**The problem**
Which lines in the records below contain the word "street"? Return each of those lines in full.

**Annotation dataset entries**
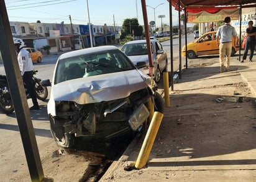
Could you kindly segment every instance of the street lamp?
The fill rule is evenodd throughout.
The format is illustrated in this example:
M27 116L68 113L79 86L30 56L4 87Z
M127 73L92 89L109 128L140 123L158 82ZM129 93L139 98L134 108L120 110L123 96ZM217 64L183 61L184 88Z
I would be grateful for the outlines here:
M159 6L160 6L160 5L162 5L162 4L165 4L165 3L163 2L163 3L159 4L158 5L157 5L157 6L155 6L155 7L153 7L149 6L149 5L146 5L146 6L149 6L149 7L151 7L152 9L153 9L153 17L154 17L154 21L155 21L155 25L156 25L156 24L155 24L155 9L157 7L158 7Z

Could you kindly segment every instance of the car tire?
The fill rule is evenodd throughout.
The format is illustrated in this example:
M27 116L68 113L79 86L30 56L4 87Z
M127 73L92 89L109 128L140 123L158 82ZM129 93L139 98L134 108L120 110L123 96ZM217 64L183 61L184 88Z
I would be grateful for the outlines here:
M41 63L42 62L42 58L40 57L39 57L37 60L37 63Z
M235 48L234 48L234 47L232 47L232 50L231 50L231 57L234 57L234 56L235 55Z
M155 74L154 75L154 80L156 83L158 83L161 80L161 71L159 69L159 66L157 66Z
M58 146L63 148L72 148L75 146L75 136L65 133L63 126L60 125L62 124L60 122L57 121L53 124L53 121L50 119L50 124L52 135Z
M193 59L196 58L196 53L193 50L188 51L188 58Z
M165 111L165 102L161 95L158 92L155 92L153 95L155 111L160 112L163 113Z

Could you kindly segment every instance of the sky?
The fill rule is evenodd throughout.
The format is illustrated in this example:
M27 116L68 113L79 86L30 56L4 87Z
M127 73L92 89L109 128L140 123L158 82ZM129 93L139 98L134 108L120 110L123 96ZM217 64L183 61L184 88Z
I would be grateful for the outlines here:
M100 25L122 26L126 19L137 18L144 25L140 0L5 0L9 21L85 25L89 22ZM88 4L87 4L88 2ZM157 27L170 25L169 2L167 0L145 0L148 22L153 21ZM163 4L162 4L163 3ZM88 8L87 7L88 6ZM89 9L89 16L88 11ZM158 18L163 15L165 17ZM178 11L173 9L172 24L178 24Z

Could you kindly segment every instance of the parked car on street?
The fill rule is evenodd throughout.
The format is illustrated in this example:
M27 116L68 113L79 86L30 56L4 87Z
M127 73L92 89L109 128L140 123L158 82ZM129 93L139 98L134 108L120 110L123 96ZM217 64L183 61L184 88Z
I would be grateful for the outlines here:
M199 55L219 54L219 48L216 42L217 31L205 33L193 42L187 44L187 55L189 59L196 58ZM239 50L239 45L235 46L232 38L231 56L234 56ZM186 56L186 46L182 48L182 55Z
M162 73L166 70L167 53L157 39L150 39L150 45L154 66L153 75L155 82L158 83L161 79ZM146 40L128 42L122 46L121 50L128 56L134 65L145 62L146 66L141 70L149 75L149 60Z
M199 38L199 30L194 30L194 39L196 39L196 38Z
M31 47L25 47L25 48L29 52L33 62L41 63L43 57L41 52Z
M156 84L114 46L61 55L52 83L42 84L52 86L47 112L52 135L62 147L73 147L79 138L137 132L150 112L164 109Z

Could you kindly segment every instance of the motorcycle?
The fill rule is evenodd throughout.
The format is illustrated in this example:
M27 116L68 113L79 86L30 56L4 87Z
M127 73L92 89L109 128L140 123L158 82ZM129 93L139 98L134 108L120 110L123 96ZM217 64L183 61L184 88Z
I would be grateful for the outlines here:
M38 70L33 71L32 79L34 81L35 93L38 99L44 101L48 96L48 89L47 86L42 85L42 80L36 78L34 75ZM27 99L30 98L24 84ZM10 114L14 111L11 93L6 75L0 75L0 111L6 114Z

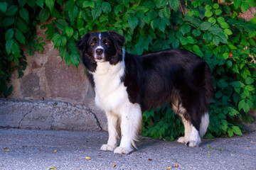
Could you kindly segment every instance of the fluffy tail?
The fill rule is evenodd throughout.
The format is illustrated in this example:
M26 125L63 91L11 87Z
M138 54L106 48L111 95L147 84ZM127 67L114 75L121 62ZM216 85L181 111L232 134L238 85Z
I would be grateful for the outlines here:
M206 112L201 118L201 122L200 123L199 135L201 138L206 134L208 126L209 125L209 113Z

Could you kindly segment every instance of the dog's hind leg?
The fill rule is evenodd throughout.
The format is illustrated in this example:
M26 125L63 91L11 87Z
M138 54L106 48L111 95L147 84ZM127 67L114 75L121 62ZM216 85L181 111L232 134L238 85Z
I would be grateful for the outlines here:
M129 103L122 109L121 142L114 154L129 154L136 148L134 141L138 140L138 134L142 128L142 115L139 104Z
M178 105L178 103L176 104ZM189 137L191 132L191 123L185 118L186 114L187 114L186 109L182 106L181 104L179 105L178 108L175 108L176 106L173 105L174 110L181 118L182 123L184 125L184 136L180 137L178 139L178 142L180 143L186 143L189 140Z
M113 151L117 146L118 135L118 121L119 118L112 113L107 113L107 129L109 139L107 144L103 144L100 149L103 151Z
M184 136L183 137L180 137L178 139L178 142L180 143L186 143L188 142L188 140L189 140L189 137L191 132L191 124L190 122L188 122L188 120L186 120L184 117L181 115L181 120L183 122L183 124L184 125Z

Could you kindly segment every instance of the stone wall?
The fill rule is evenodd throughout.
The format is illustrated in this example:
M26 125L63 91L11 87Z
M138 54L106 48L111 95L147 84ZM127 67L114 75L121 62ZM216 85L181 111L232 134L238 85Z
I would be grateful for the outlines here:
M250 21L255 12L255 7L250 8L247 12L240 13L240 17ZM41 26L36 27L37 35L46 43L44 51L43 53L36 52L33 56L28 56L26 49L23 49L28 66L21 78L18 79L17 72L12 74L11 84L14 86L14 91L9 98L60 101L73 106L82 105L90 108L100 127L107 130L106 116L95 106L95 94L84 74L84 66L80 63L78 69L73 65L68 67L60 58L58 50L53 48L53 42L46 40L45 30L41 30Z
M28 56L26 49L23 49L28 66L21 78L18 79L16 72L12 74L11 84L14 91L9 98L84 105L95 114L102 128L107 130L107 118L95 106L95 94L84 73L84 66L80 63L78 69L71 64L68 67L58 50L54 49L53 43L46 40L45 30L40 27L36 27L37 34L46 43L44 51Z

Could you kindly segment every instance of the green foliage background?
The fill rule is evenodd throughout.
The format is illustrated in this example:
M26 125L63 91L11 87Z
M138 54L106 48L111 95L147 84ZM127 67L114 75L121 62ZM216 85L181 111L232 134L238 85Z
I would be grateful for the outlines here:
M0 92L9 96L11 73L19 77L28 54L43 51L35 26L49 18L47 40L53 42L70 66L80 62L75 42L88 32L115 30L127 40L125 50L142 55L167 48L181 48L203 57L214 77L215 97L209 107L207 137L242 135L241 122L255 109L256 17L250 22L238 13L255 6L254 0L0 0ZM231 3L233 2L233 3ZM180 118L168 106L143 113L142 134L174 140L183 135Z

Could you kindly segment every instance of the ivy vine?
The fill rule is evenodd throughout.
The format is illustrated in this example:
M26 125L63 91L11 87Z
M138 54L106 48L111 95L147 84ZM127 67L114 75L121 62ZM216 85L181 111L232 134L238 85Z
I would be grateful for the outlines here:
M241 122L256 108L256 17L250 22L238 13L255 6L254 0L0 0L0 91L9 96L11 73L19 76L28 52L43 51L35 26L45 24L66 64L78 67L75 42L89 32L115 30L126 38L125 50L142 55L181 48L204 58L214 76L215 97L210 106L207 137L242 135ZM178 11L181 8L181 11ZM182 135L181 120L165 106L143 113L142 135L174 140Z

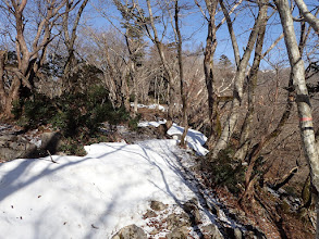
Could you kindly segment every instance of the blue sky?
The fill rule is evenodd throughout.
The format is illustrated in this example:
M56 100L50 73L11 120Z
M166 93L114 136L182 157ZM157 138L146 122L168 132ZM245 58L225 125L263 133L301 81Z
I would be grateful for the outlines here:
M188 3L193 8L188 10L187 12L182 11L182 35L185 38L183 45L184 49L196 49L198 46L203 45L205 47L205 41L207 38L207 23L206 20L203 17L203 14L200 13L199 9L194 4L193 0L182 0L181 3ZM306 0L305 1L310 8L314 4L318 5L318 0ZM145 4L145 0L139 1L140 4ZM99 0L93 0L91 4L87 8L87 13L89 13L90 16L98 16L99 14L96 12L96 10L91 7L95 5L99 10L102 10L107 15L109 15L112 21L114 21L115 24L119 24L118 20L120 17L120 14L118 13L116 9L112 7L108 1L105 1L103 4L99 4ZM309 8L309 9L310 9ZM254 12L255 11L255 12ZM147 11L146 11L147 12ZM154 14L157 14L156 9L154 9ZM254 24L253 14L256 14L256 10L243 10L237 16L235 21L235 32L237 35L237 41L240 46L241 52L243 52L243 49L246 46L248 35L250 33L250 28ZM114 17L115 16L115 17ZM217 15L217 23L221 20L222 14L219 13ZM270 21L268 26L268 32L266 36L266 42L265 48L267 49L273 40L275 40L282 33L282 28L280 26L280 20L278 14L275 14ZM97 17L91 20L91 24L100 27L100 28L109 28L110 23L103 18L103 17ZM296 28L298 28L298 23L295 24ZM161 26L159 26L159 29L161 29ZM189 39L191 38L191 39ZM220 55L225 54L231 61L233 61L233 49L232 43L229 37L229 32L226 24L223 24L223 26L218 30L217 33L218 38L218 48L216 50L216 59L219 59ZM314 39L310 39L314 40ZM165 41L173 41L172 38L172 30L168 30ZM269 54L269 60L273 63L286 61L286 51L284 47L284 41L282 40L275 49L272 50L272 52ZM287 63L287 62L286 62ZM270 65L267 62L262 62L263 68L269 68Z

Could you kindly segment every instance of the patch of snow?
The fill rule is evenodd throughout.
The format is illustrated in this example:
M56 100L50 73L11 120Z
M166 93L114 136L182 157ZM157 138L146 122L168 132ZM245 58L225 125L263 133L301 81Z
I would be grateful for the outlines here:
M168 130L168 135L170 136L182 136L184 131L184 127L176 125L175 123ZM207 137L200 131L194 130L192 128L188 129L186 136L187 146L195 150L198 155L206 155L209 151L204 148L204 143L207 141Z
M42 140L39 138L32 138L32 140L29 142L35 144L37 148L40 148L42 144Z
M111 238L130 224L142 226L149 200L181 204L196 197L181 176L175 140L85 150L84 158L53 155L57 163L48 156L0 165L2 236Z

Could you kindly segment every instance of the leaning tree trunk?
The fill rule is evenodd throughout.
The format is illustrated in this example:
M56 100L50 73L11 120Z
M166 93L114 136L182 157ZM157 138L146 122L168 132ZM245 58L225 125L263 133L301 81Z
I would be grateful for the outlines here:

**Solution**
Could you kindly segment every instance of the street lamp?
Could you kindly segment every instance of the parked car on street?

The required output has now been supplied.